§ SOURCE EXCERPT:

· · · · · · ·

CHINA TAKES WORLD BY STORM WITH BALLOONS AND DRONES
On February 4, a US Air Force jet downed a huge Chinese surveillance balloon over the water off the coast of South Carolina. Launched from its home base on China’s Hainan Island on January 28, the balloon drifted across the Pacific into North American airspace over Alaska’s Aleutian Islands, and then from there crossed Canada and the American heartland. It was shot down a week after it entered Alaska. Hainan Island off the southern coast of the South China Sea is known for the Langpo Naval Base, one of the world’s biggest underground submarine centers, and the Wenchang Space Launch Site the Chinese Liberation Army (PLA) boasts.
The balloon, measuring 200 feet in diameter, was shot down shortly after it exited the continental US. An analysis of its debris collected by the US Navy and the FBI has yet to begin, but the US government has labeled the craft as a spy balloon after retrieving key electronics, including sensors.

· · · · · · ·

§ EXERCISE AIM: Which military organizations does the article about the Chinese surveillance balloon name? List every one.

§ PROVIDED DATA:
· · · · · · ·

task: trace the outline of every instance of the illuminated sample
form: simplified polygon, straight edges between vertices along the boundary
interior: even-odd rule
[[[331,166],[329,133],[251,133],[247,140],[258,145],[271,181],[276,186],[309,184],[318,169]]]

· · · · · · ·

§ EXERCISE RESULT:
- US Air Force
- US Navy
- Chinese Liberation Army (PLA)